Complete the following
[A] From the article on home food production in Maine during the pandemic, list every crop that Rick Harris is said to have grown.
[B] Continue the article about Mainers growing and sourcing their own food during the pandemic, picking up after its final sentence.

Document text
If you got into gardening, hunting or foraging during the pandemic, you are not alone.
Research from the University of Maine and the University of Vermont discovered that residents in their respective states have grown, fished, raised, foraged or hunted more of their own food during the COVID-19 pandemic.
Most Mainers weren’t just looking for a new hobby, though — they were seeking new ways to feed themselves and their families.
According to survey data collected by the National Food Access and COVID Research Team (NFACT), 56 percent of households in Maine either increased their amount of home food production or began sourcing their own food for the first time since the pandemic began. Those activities included gardening, canning, foraging and raising livestock for meat, dairy and eggs.
Rick Harris of South Portland was one of the many Mainers who started growing his family’s food at the start of the pandemic. He actually received his first potted pepper plants as a gift for Father’s Day in 2019, but after the pandemic began he made growing food more of a full-time project. He put in raised beds to experiment with growing cucumbers, tomatoes, beans and peas in addition to peppers.

Data

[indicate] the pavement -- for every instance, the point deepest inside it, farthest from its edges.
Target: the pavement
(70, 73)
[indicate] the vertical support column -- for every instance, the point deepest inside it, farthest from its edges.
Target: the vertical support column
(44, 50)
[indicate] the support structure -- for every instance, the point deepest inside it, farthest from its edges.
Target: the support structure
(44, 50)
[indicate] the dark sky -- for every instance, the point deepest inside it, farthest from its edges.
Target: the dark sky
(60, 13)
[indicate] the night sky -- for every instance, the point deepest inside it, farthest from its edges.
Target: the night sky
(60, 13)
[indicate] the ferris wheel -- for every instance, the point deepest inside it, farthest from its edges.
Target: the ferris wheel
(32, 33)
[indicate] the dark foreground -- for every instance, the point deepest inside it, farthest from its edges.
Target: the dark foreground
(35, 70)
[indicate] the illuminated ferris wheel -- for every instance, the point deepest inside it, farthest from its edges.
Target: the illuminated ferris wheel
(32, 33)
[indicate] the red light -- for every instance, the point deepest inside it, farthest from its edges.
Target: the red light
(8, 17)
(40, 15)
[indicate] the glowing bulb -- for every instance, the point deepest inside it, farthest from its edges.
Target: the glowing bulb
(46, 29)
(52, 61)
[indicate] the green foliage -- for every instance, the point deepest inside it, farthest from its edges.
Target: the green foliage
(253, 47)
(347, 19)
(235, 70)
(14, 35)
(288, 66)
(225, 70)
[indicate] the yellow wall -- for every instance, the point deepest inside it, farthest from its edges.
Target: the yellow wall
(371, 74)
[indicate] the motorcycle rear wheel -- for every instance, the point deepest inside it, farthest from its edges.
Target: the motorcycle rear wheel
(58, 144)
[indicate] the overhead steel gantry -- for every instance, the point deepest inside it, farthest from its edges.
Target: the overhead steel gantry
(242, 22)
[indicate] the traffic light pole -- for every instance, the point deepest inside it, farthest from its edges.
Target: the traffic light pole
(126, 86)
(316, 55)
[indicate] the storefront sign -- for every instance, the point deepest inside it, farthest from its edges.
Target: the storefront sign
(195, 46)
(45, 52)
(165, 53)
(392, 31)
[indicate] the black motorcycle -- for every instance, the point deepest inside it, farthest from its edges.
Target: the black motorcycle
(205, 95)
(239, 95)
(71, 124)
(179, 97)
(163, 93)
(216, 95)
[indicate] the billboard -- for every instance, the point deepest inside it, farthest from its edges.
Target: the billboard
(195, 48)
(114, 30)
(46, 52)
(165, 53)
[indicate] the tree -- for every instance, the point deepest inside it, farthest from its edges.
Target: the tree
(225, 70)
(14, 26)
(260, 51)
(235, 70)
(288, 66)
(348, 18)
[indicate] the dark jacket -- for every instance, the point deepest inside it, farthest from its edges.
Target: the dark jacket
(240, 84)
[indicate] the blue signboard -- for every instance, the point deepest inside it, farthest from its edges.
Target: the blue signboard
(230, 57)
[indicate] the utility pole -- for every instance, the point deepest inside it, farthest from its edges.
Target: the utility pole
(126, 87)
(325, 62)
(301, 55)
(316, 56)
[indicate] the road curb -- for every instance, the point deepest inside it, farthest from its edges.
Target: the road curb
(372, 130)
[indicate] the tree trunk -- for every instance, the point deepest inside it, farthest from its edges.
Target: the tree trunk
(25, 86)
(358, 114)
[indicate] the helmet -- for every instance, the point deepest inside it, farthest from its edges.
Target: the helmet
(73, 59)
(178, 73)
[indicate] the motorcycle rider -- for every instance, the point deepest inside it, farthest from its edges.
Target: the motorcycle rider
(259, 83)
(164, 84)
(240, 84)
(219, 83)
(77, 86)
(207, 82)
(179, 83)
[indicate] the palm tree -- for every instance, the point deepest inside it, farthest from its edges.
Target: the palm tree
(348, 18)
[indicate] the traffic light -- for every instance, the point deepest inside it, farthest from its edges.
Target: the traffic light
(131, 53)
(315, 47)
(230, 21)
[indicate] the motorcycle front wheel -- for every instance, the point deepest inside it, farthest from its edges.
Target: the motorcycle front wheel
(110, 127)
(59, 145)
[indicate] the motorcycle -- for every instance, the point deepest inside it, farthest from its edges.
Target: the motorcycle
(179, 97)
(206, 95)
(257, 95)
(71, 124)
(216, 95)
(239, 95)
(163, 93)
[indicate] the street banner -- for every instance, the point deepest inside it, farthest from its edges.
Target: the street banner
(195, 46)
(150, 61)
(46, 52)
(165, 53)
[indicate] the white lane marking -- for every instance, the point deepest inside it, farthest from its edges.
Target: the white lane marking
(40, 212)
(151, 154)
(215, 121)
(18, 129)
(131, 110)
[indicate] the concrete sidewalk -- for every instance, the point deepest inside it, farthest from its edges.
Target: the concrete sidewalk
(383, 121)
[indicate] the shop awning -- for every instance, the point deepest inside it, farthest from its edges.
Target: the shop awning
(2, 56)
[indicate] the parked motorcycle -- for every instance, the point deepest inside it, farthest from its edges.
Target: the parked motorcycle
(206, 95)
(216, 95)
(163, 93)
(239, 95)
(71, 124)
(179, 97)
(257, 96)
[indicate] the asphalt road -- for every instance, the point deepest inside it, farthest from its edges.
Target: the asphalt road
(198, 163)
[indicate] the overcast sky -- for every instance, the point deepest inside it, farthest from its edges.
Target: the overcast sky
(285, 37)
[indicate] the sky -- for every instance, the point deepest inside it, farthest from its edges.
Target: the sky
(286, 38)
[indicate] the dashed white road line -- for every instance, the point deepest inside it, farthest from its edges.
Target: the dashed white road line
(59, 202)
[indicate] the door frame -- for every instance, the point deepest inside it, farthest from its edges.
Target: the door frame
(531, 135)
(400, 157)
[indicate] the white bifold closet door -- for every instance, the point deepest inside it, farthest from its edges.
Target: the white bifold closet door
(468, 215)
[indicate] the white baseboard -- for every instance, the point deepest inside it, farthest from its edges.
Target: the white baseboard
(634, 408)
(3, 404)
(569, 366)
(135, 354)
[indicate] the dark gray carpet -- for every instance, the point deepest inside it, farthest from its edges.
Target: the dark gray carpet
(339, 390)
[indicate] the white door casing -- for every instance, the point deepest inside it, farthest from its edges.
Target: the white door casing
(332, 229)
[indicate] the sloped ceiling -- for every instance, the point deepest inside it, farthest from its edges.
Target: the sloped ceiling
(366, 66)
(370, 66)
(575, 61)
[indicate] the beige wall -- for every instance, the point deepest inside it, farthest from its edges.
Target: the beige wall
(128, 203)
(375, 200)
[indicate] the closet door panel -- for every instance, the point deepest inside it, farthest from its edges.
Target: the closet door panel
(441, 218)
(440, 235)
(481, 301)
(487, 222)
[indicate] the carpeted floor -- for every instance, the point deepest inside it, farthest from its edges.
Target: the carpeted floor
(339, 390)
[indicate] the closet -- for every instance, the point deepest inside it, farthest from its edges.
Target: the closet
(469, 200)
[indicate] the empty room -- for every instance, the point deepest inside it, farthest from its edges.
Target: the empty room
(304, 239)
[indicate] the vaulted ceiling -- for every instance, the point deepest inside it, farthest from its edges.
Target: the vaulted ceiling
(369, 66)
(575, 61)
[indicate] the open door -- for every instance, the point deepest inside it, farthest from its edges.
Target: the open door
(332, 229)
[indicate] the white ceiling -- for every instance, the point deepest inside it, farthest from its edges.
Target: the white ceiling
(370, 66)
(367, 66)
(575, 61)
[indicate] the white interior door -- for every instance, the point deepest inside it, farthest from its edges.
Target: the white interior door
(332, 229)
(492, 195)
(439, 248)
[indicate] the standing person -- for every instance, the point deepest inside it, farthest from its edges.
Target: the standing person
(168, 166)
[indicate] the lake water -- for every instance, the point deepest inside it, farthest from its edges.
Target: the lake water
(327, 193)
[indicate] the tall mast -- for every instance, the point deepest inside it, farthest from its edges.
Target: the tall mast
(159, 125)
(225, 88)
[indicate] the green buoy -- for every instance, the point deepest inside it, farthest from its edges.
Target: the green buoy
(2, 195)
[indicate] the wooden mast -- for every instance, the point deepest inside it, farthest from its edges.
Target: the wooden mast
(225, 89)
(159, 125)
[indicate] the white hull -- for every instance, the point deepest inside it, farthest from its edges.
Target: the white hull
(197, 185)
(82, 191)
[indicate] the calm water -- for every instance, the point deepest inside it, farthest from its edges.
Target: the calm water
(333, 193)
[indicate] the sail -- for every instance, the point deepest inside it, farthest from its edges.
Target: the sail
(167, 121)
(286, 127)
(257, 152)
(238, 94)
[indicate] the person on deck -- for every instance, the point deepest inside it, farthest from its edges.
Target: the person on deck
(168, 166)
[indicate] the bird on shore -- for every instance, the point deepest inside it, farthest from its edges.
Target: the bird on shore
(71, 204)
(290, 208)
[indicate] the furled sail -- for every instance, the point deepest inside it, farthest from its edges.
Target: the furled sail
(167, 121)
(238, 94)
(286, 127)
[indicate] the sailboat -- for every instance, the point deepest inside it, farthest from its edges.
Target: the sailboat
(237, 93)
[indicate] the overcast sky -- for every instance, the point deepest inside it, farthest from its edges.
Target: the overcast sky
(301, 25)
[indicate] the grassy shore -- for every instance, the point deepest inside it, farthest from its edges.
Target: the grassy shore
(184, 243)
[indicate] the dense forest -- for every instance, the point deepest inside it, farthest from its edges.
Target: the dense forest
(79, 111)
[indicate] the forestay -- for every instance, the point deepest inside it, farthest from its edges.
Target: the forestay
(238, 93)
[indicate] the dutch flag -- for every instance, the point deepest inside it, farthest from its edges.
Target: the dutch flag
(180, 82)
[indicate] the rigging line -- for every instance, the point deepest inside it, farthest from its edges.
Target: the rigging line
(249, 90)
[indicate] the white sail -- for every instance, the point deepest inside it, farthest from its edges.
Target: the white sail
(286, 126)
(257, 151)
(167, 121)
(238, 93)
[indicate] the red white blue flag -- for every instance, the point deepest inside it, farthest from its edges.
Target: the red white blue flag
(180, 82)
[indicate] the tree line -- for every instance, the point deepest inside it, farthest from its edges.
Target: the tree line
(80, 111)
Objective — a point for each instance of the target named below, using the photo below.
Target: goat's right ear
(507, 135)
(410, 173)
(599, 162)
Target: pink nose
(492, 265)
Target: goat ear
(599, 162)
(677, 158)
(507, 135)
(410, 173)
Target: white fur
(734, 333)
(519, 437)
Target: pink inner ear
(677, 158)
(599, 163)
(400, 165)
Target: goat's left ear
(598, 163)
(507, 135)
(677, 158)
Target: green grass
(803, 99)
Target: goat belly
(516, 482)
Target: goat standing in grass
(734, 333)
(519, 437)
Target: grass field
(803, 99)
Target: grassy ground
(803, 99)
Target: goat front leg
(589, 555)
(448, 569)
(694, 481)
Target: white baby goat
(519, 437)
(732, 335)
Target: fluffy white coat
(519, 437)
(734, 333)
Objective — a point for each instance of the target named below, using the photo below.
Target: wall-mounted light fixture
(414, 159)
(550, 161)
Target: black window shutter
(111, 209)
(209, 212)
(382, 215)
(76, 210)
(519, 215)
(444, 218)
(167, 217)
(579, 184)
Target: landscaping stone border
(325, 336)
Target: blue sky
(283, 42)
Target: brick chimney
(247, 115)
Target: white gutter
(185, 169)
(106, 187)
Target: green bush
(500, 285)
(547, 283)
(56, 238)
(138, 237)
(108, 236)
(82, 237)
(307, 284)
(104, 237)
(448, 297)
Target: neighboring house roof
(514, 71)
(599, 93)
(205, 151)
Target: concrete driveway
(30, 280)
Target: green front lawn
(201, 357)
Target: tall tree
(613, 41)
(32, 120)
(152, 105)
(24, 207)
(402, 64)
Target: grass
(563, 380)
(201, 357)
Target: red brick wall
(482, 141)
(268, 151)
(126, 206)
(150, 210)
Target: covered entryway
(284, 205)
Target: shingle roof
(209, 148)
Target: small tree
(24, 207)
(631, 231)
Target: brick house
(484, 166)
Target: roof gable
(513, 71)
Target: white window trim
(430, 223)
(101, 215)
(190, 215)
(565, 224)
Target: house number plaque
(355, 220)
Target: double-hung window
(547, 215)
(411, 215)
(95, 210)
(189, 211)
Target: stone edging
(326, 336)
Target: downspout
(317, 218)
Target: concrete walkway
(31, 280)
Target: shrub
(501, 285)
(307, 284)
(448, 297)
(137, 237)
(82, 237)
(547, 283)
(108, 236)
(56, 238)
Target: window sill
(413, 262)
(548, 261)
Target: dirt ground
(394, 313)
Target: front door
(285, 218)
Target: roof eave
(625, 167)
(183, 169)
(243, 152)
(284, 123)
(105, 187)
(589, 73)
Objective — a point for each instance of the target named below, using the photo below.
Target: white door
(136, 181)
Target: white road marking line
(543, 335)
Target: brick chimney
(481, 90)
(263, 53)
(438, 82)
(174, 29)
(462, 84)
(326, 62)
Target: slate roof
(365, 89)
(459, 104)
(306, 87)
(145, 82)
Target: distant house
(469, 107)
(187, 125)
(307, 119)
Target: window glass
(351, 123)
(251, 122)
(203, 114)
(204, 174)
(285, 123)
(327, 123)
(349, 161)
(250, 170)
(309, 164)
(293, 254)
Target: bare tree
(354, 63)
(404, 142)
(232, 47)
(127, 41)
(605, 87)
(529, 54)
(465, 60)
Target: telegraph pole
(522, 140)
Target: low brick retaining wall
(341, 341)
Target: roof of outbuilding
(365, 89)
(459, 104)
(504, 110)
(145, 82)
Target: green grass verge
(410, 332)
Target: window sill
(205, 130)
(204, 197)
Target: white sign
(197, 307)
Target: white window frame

Exercise results
[A] Peppers, cucumbers, tomatoes, beans, and peas.

[B]
“I began pickling cucumbers, making salsas and canning them and began making hot sauces,” Harris said. “The motivation for starting the real growing was the pandemic and concerns about food supply, and having lost a good paying job in 2019, I was also concerned about the cost of buying things.”
Harris said his homemade pickles and salsa are much less expensive than store-bought products and making good hot sauces is even cheaper.
“I found that my stuff was actually quite good,” Harris said.
Makayla Parsons Hitchcock of Bar Harbor and her husband started growing because the pandemic made them even more conscious of their health.
“The biggest motivator in starting to garden during the pandemic was to have access to fresh, home-grown fruits and veggies,” Hitchock said. “Another motivator is the reward you get out of knowing the food you are eating came from your backyard and isn’t treated with pesticides or other harmful chemicals. The pandemic was a huge wakeup call that we all must be healthier, especially when it comes to the food we are consuming.”
Still, the research showed that food insecurity played a big part in why Mainers started growing their own food. Food insecurity in Maine and Vermont remains higher than pre-pandemic levels, affecting more than 27 percent of households in both states.
“COVID had an effect on food insecurity in the state for all of these different reasons,” Rachel Schattman, assistant professor of sustainable agriculture at University of Maine and co-author of the policy brief on the surveys’ findings. “We saw a recovery, but we’re not back to pre-pandemic levels yet.”
In addition to growing their own food, food insecure households in Maine and Vermont were also more likely to increase their home food production, or rely on salvaging, sharing and bartering, compared to food secure households.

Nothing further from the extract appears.